[Extrait choisi]

Le caractère fondamental du droit à la santé nous est régulièrement rappelé par l'actualité juridique.

Depuis plusieurs années, les risques psychosociaux (RPS) sont progressivement considérés comme des risques professionnels à part entière. Cependant, les termes et les réalités qu'ils recouvrent en matière de cause et d'effets restent peu connus ou mal appréhendés par les entreprises. Ils sont le plus souvent décrits par leurs effets (stress, violences, souffrance éthique…) et non par leurs causes, ni même par les atteintes à la santé occasionnées.

La France dispose aujourd'hui d'une législation permettant une réelle prise en compte de ces risques professionnels, et visant une responsabilisation des établissements, tant dans le secteur privé que public.

I. Le cadre juridique en matière de risques psychosociaux

Il convient tout d’abord d’appréhender la notion de risques psychosociaux (A) avant d’étudier l’obligation de sécurité de résultat en matière de santé mis à la charge de l’employeur (B).

A. La notion de risques psychosociaux

1. Les composantes du risque psychosocial

Les risques psychosociaux en France ne sont pas définis. Sous l’entité « risques psychosociaux » (RPS) le ministère du travail entend : « Des risques professionnels qui portent atteinte à l'intégrité physique et à la santé mentale des salariés : stress (a), harcèlement (b,c), épuisement professionnel, violence au travail (d).
Ceux-ci peuvent entraîner des pathologies telles que : dépressions, maladies psychosomatiques, problèmes de sommeil, anxiété, mais aussi générer des troubles musculo-squelettiques, des maladies cardio-vasculaires voire entraîner des accidents du travail ». De nombreux risques psychosociaux peuvent induire des troubles psychosociaux. De nombreuses études montrent en effet cette corrélation.

a). Le stress au travail

Les cas de stress dans l’entreprise sont parfois niés ou attribués uniquement à la fragilité ou à l’inadaptation au poste de certains salariés. Le stress au travail a été identifié comme le premier risque psychosocial. En effet celui-ci est défini par l’accord national interprofessionnel (ANI) du 2 juillet 2008 comme un « état survenant lorsqu’il y a déséquilibre entre la perception qu’une personne a des contraintes que lui impose son environnement et la perception qu’elle a de ses propres ressources pour y faire face » (v. Conv. -Santé- n° 175/2008 des 4 et 5 août 2008).

[/Extrait choisi]
[Données extraites]

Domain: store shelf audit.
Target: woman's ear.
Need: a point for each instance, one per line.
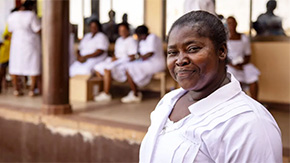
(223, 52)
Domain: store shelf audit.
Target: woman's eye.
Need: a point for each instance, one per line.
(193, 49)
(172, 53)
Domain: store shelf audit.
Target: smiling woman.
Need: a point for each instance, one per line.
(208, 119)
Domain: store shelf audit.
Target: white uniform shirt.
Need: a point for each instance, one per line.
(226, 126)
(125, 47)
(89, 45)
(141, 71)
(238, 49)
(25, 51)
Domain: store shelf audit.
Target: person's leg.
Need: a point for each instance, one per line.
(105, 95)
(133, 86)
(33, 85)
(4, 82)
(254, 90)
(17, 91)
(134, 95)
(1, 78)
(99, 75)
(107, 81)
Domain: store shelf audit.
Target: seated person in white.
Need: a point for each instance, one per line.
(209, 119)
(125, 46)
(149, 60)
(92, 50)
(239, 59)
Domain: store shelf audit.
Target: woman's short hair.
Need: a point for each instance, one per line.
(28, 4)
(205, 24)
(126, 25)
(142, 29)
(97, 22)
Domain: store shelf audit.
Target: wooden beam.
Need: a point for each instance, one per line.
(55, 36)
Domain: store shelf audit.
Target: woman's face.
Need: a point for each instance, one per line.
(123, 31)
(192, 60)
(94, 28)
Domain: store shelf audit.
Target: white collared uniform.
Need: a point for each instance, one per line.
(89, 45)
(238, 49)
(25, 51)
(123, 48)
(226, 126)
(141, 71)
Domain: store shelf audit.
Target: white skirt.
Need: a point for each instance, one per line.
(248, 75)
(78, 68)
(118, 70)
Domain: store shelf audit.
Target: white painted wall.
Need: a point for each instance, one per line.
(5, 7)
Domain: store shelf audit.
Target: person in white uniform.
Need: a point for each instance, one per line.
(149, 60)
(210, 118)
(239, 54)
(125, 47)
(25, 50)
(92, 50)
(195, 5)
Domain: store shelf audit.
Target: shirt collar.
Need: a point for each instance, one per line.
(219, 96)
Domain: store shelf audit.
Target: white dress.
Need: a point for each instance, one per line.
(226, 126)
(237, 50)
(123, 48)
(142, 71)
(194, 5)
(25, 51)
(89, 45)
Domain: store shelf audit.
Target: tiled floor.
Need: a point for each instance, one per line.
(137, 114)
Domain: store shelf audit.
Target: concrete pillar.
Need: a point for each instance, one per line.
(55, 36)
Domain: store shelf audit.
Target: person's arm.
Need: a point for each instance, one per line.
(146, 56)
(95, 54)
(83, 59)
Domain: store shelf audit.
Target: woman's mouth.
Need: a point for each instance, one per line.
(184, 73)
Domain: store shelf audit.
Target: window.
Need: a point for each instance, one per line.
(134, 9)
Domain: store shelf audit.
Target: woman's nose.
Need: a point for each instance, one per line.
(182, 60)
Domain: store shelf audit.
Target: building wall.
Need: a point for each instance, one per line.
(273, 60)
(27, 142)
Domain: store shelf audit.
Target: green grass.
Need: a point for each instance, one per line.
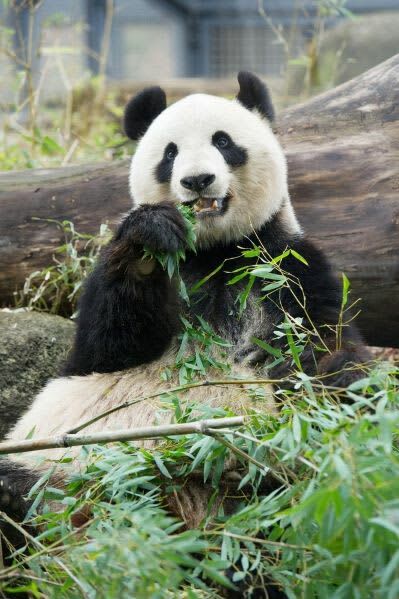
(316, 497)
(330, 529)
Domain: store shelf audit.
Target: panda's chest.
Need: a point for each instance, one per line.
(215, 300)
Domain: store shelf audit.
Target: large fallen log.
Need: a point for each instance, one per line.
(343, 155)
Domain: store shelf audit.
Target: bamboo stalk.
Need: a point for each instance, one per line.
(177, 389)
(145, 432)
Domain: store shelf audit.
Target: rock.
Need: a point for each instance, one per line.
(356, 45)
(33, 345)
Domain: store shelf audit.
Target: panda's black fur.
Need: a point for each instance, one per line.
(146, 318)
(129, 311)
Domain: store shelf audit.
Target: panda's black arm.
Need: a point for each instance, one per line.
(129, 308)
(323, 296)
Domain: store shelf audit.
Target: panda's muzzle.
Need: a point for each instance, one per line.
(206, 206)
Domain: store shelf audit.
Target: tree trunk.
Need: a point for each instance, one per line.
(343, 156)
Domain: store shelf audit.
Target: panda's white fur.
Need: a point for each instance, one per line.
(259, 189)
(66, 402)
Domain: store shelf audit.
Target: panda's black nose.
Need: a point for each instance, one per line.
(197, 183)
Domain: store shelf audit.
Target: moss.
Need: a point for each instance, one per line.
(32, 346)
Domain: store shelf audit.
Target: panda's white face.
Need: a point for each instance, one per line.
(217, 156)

[/Données extraites]

Mise en pratique:
1. Dans l'extrait sur les risques psychosociaux, ramenez à trois puces le paragraphe qui commence par « Depuis plusieurs années » en conservant ses faits essentiels.
2. Poursuivez l'extrait sur les risques psychosociaux à partir de sa dernière phrase.
Les enregistrements ne sont pas nécessaires pour ce travail.

Réponses par tâche:
1.
- Les risques psychosociaux (RPS) sont peu à peu reconnus comme des risques professionnels à part entière.
- Les entreprises connaissent encore mal les termes et les réalités qu'ils recouvrent, qu'il s'agisse de leurs causes ou de leurs effets.
- On les décrit surtout par leurs effets (stress, violences, souffrance éthique…), et non par leurs causes ni par les atteintes à la santé qu'ils provoquent.

2.
b). Le harcèlement moral

Le harcèlement moral est une forme de violence insidieuse au sein du travail. L’article L. 1152-1du Code du travail définit le harcèlement moral comme des « agissements répétés qui ont pour objet ou pour effet une dégradation des conditions de travail susceptible de porter atteinte aux droits du salarié et à sa dignité, d’altérer sa santé physique ou mentale ou de compromettre son avenir professionnel ».

En outre, selon l’ANI du 26 mars 2010 sur la violence au travail et le harcèlement, ce dernier survient lorsqu’un ou plusieurs salariés font l’objet d’abus, de menaces et/ou d’humiliations répétés et délibérés dans des circonstances liées au travail, soit sur les lieux de travail, soit dans des situations liées au travail (v. Conv. -Santé- n° 94/2010 du 7 mai 2010).

c). Le harcèlement sexuel

Il existe une pluralité de définitions légales du harcèlement sexuel.

L’article L. 1153-1 du Code du travail interdit « les agissements de harcèlement de toute personne dans le but d’obtenir des faveurs de nature sexuelle à son profit ou au profit d’un tiers ».

De son côté, l’article 222-33 du Code pénal indique que le harcèlement sexuel est « le fait de harceler autrui dans le but d’obtenir des faveurs de nature sexuelle ».

Par ailleurs, l’article 1er de la loi du 27 mai 2008 relative à la lutte contre les discriminations (v. Légis. soc. -Égalité- n° 134/2008 du 6 juin 2008) a consacré la définition communautaire du harcèlement sexuel. Cet article prévoit ainsi que « la discrimination inclut […] tout agissement à connotation sexuelle subi par une personne et ayant pour objet ou pour effet de porter atteinte à sa dignité ou de créer un environnement intimidant, hostile, dégradant, humiliant ou offensant ».

d). Les violences et incivilités

L’ANI du 26 mars 2010 considère qu’il s’agit de « toute action, tout incident ou tout comportement qui s’écarte d’une attitude raisonnable par lesquels une personne est attaquée, menacée, lésée, ou blessée dans le cadre du travail ou du fait de son travail » reprenant la définition de la violence au travail issue du Bureau international du travail (BIT).

La violence au travail interne est celle qui se manifeste entre les travailleurs, y compris le personnel d’encadrement, alors que la violence au travail externe est celle qui s’exprime entre les travailleurs (et le personnel d’encadrement), et toute personne présente sur le lieu de travail.

L’accord précise que la violence au travail se produit lorsqu’un ou plusieurs salariés sont agressés dans des circonstances liées au travail. Elle va du manque de respect à la manifestation de la volonté de nuire, de détruire, de l’incivilité à l’agression physique. La violence au travail peut prendre la forme d’agression verbale, comportementale, notamment sexiste, d’agression physique, etc.

Par ailleurs, selon l’ANI, les incivilités contribuent à la dégradation des conditions de travail, notamment pour les salariés qui sont en relation quotidienne avec le public, et rendent difficile la vie en commun.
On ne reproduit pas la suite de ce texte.